-- Start EXCERPTED PASSAGE --

I work 'in the shadow of the mountain made of trash' near Didlake & Centura. I'm glad I haven't seen the truck - I love cake and GOOD buttercream icing and I honestly don't think I have enough willpower to stay away. Now back to my little bag of sourdough pretzels.... LOL
Good luck to these young ladies - I wish you much success!
Good Lord, I'd Go Broke!!
I work 'in the shadow of the mountain made of trash' near Didlake & Centura. I'm glad I haven't seen the truck - I love cake and GOOD buttercream icing and I honestly don't think I have enough willpower to stay away. Now back to my little bag of sourdough pretzels.... LOL
Good luck to these young ladies - I wish you much success!
Not worth it
You're lucky if you haven't seen the truck since posting this. Don't waste your money. They're the worst cupcakes I've ever tasted in my life. I tried three different kinds when they recently made a first stop at my office. Had to try it out, right? Dry, dense, tasteless cupcakes with "buttercream" icing that doesn't have any business being called "buttercream." Tasted like wax! I was so disappointed. Never again.

-- End EXCERPTED PASSAGE --
-- Start TASK INPUTS --

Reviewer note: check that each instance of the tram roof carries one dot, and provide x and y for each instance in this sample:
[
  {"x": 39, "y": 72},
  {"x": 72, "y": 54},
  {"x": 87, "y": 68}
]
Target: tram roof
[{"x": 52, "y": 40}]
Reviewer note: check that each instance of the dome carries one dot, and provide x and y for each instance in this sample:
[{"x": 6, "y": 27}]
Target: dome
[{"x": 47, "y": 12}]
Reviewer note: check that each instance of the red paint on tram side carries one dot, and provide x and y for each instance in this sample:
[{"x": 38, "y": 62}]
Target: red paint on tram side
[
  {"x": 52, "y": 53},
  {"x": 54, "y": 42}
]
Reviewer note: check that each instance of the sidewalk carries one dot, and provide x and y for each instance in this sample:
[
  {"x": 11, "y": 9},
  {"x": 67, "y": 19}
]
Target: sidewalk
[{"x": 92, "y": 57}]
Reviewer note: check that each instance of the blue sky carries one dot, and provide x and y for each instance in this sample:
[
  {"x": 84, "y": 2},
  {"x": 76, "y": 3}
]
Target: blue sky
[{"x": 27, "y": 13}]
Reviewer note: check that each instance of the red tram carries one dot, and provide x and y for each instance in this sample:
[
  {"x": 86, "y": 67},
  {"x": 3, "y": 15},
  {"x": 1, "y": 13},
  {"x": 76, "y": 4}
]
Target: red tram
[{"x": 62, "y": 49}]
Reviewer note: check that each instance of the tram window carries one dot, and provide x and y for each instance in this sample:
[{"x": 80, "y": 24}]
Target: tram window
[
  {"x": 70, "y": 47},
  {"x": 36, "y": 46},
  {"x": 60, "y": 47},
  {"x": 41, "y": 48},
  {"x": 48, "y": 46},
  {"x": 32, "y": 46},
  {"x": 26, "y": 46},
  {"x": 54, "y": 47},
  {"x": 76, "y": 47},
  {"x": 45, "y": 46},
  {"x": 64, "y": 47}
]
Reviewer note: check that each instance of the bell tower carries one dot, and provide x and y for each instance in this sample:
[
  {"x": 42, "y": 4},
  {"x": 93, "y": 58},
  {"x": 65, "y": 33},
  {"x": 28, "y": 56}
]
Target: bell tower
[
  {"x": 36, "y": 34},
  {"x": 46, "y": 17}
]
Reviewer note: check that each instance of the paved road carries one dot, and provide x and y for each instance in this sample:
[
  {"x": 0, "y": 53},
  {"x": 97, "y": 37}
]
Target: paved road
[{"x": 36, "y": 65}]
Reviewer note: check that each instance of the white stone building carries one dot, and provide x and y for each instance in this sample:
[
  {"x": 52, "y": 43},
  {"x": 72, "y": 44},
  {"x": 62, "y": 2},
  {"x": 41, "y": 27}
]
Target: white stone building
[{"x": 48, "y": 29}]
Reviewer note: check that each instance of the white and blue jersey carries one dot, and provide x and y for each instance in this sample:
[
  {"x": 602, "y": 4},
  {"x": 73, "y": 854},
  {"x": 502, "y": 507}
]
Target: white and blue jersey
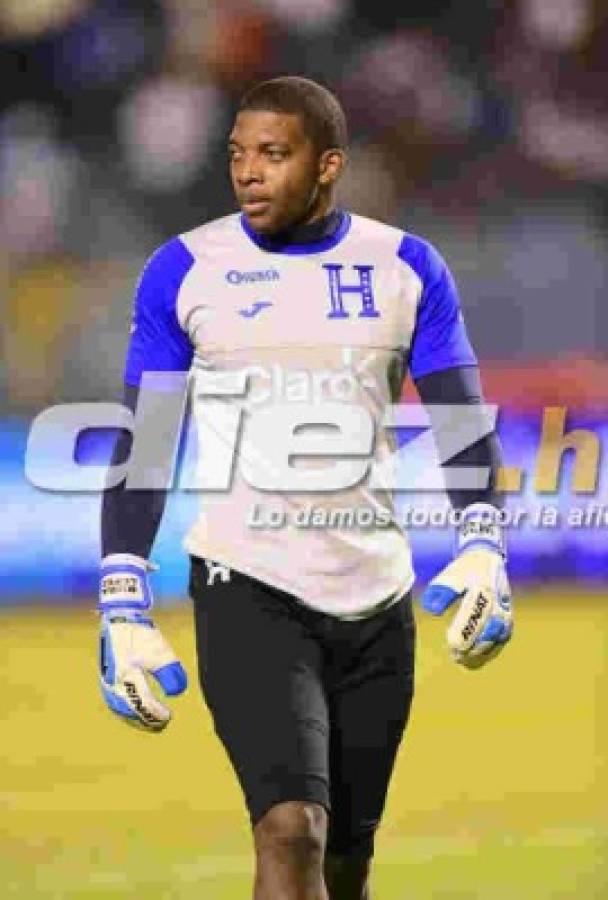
[{"x": 341, "y": 319}]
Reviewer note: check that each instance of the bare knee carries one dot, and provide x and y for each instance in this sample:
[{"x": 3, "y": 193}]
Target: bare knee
[{"x": 294, "y": 827}]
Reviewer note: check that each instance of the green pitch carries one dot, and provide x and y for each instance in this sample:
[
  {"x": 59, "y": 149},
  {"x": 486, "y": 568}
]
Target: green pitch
[{"x": 500, "y": 790}]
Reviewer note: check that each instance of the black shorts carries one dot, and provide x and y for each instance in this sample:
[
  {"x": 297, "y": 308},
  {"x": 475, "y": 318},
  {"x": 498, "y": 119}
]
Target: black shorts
[{"x": 308, "y": 707}]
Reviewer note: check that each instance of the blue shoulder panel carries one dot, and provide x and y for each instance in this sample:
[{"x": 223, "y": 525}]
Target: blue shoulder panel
[
  {"x": 158, "y": 343},
  {"x": 440, "y": 339}
]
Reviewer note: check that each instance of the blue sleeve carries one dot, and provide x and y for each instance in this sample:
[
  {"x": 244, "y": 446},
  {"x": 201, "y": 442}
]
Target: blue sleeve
[
  {"x": 440, "y": 338},
  {"x": 158, "y": 343}
]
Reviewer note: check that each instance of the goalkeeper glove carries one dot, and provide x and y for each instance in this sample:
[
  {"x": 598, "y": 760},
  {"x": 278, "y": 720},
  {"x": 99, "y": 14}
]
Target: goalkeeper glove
[
  {"x": 130, "y": 646},
  {"x": 476, "y": 578}
]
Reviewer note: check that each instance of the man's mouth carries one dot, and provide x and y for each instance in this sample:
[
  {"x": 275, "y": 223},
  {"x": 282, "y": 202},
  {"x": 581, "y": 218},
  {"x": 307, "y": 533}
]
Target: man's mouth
[{"x": 255, "y": 206}]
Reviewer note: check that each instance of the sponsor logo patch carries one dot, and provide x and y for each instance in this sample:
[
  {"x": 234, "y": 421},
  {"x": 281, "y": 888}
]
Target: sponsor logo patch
[{"x": 236, "y": 277}]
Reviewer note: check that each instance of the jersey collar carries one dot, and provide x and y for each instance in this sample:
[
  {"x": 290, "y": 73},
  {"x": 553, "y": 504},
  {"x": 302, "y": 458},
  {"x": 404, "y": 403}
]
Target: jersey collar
[{"x": 317, "y": 238}]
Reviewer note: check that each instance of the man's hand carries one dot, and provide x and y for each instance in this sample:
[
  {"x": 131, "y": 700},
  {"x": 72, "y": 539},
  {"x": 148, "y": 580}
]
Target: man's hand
[
  {"x": 476, "y": 578},
  {"x": 131, "y": 647}
]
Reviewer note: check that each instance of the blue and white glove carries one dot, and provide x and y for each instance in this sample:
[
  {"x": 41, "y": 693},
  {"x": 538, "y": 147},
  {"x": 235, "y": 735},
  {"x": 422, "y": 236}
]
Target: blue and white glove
[
  {"x": 477, "y": 579},
  {"x": 131, "y": 646}
]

-- End TASK INPUTS --

WHAT THIS EXERCISE ASKS>
**a.** Pull out every line of the listing that contains the string "tower", matching case exactly.
**b.** Write a continuation of the comments about the cupcake truck, picking up after the last one shown.
The comments about the cupcake truck have nothing to do with the listing.

RESULTS FOR THE EXERCISE>
**a.**
Reviewer note: check that each instance of the bell tower carries one dot, and provide x and y for each instance in this sample:
Target: bell tower

**b.**
Cupcakes! Cupcakes!
I wish they would come to Portsmouth - we already have a hot dog vendor downtown and now they need a dessert vendor - Hope you will come soon! Good Luck to you!!
Please don't tee them up like that.
I decided to be kind and leave that one alone.
To add to the Norfolk Statement
It depends on the color of the cupcakes; the city officials might frown on dark chocolate cupcakes being sold in downtown because developers may think it will effect the sales of condominuims
Bravo for Twisted Sisters!
No hand-outs, no complaining, just realized their dreams by taking action. When are they coming to Norfolk? I want some!
It will take months of
It will take months of talking to planning and zoning before Norfolk would allow this cupcake truck to sell anything.
Please come....
to downtown Norfolk!
Awesome - I hope
I am very excited about this pink truck! In D.C., there is a pink truck called "Pinky" that rides around announcing its visits via Facebook and Twitter. I see that Twisted Sisters Cupcakes is doing the same thing as Curbside Cupcakes. This is awesome! I just "liked" them on Facebook. So, I hope they are prepared to feed me!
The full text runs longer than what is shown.